Given text

▼

American-bred Thoroughbred racehorse

Gulch (April 16, 1984 – January 17, 2016) was an American thoroughbred racehorse and sire. Owned and bred by Peter M. Brant, he was sired by the outstanding North American stud and graded stakes race winner Mr. Prospector out of the graded stakes race winning Rambunctious mare Jameela.

==Racing career==
Guided by Hall of Fame trainer LeRoy Jolley, Gulch was a precocious two-year-old, winning the Grade I Hopeful Stakes at Saratoga Race Course with Ángel Cordero Jr. astride by 3 1/2 lengths.

He was 5 for 6 that year going into the Breeders' Cup Juvenile, having won five starts in New York before finishing second to Capote in the Norfolk, and placed fifth to Capote, behind Alysheba and Bet Twice.

▲

Extracted information
▼

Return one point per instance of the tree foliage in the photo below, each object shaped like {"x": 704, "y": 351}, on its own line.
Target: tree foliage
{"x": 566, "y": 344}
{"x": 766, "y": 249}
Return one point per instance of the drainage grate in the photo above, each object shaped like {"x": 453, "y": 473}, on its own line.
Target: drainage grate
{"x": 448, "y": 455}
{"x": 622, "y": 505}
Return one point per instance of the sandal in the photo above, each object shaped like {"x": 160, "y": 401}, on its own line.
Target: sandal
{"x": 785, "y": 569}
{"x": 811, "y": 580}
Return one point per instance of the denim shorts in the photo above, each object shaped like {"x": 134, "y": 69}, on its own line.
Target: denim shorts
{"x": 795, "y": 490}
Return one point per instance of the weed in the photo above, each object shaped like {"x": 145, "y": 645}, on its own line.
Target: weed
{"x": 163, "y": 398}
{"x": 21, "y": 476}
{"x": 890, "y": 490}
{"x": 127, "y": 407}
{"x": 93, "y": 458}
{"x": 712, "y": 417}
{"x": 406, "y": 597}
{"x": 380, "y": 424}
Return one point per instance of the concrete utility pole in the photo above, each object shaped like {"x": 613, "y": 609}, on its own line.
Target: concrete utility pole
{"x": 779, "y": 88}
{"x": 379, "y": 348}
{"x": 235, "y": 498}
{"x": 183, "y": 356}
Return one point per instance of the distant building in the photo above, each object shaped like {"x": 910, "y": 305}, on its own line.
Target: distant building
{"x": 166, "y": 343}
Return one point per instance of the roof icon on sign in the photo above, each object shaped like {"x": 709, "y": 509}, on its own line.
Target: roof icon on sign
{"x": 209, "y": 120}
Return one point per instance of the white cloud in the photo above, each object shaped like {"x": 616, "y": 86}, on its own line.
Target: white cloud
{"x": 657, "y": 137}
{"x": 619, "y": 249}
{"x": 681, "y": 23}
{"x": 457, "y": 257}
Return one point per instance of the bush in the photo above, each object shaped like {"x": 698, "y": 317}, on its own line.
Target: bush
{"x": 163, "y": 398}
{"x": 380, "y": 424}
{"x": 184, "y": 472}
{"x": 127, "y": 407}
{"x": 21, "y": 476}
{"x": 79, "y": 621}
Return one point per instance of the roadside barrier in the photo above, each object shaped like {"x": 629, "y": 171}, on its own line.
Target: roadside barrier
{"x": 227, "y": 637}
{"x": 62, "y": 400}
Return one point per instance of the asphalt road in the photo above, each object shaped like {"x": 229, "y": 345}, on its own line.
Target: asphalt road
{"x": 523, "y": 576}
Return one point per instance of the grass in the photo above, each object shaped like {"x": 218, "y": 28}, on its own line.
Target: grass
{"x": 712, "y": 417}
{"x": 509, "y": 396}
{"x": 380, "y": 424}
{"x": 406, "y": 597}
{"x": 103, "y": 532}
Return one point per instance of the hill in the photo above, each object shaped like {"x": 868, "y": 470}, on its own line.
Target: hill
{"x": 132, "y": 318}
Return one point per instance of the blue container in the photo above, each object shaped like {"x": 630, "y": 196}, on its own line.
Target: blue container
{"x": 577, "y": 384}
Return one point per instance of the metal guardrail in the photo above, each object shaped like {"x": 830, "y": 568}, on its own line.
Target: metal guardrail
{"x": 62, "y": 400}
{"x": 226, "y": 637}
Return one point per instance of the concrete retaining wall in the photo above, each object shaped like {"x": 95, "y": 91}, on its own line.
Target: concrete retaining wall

▲

Tasks to carry out
1. From the text about the racehorse Gulch, list every person mentioned by name.
2. Answer these questions using the text about Gulch:
(a) Who owned and bred Gulch?
(b) At which racecourse did Gulch win the Hopeful Stakes?
(c) Which horse beat Gulch in the Norfolk?
3. Continue the text about the racehorse Gulch from its last sentence.

Answers by item
1. Peter M. Brant, LeRoy Jolley, Ángel Cordero Jr.

2.
(a) Peter M. Brant
(b) Saratoga Race Course
(c) Capote

3.
At three, being prepared for the Kentucky Derby, Gulch won the Wood Memorial with José A. Santos aboard. He also took the Grade II Bay Shore Stakes at Aqueduct Racetrack. Ridden by Willie Shoemaker in the 1987 Kentucky Derby, he raced wide in the stretch and placed sixth behind Alysheba. He also ran in the Preakness Stakes, where he finished fourth. He was third in the Belmont Stakes, in front of Alysheba but behind the winner, Bet Twice. In between the Preakness Stakes and the Belmont Stakes, he won the Metropolitan Handicap. He won that race again the next year.

Racing at age four in 1988, he was transferred to trainer D. Wayne Lukas. Lukas shortened most of his races to 1+1/8 mi or less, and Gulch won the Metropolitan Handicap and the Carter Handicap and placed second by 1 1/2 lengths in the Whitney Handicap to Personal Ensign. He also won the Breeders' Cup Sprint that fall and was named 1988's U.S. Outstanding Sprint Horse.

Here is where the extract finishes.